- _SUPPLIED INFORMATION_:
====================

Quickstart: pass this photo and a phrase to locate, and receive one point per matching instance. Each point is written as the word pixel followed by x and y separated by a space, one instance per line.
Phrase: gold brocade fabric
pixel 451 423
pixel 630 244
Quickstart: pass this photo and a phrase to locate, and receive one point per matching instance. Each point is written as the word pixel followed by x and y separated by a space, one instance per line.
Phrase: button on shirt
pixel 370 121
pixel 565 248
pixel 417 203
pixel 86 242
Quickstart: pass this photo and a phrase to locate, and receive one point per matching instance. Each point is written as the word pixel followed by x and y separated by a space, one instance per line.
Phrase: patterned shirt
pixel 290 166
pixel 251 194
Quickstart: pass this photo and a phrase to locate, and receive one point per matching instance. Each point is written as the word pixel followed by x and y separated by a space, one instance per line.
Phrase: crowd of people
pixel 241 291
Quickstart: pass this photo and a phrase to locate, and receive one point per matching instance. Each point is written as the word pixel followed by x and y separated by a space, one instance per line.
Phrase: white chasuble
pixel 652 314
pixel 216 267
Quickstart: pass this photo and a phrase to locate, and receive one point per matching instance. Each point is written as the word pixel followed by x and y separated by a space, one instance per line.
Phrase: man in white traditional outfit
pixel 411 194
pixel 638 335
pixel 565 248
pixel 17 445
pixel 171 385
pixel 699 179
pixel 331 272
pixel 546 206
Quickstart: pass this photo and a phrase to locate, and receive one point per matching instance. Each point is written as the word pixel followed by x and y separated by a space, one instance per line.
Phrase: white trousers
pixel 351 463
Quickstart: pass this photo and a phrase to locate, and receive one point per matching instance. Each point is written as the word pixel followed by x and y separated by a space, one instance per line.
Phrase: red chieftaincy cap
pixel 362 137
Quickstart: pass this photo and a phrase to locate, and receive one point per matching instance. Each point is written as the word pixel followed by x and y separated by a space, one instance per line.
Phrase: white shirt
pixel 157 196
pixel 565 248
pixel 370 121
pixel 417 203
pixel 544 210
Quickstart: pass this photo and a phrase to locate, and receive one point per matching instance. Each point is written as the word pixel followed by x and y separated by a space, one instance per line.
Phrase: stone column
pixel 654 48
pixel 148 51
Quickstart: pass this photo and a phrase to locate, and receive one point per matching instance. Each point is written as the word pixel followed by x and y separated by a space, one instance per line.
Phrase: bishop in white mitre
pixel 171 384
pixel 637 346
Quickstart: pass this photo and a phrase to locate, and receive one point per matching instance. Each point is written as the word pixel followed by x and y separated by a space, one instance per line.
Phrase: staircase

====================

Would you write down every record again, exactly?

Quickstart: pass this photo and a phrase to locate, and receive one point per matching instance. Each point is written as the word pixel followed by x and y separated by a space, one instance per line.
Phrase: gold brocade fabric
pixel 451 423
pixel 630 244
Quickstart: pass this photo and a phrase to locate, and receive one point per matching instance. Each point is written as the word pixel followed by x and y separated by a space, one instance per line.
Phrase: button on shirt
pixel 370 121
pixel 565 248
pixel 417 203
pixel 86 242
Quickstart: pass this photo and a phrase to locate, and receive one point per matching instance. Each point is written as the word pixel followed by x and y separated by a space, one instance per line.
Phrase: patterned shirt
pixel 290 166
pixel 251 194
Quickstart: pass this photo and a phrase to locate, and receive one point per matching instance. Each point is written as the word pixel followed by x and y separated by a space, one instance per line.
Phrase: crowd of people
pixel 241 291
Quickstart: pass this photo and a phrase to locate, and receive one point per matching instance. Each point is written as the word pixel followed by x and y separated by a space, one instance per line.
Phrase: white chasuble
pixel 652 314
pixel 216 267
Quickstart: pass this photo and a phrase to locate, and receive one point per matching instance. Each point is written as the word pixel followed by x and y separated by a space, one instance per line.
Phrase: man in white traditional outfit
pixel 411 194
pixel 638 335
pixel 565 248
pixel 17 445
pixel 171 385
pixel 699 179
pixel 331 272
pixel 546 206
Quickstart: pass this photo and a phrase to locate, and receive one point per matching instance. Each point is written as the word pixel followed by x and y separated by a space, one instance per line.
Phrase: white trousers
pixel 351 463
Quickstart: pass this photo and a phrase to locate, and receive one point per matching instance. Each point is written as the word pixel followed by x and y separated by a space, one instance per line.
Phrase: red chieftaincy cap
pixel 362 137
Quickstart: pass this photo and a phrase to locate, and receive one point per matching instance. Each point is written as the word pixel followed by x and y separated by a space, one instance per line.
Phrase: white shirt
pixel 157 196
pixel 565 248
pixel 370 121
pixel 417 203
pixel 544 210
Quickstart: pass this photo and a phrase to locate, and receive one point per matching instance. Each point is written as the word pixel followed by x and y separated by a space, one instance per line.
Phrase: stone column
pixel 654 48
pixel 148 51
Quickstart: pass this photo and a phrase to locate, and receive one point per matching instance. Each point is written as the word pixel followed by x and y separated by a space, one instance per line.
Phrase: bishop in white mitre
pixel 171 384
pixel 637 346
Quickstart: pass this photo and a phrase to locate, and receive one point per matching instance. Each point is written as the word pixel followed by x and y separated by a space, one instance per line.
Phrase: staircase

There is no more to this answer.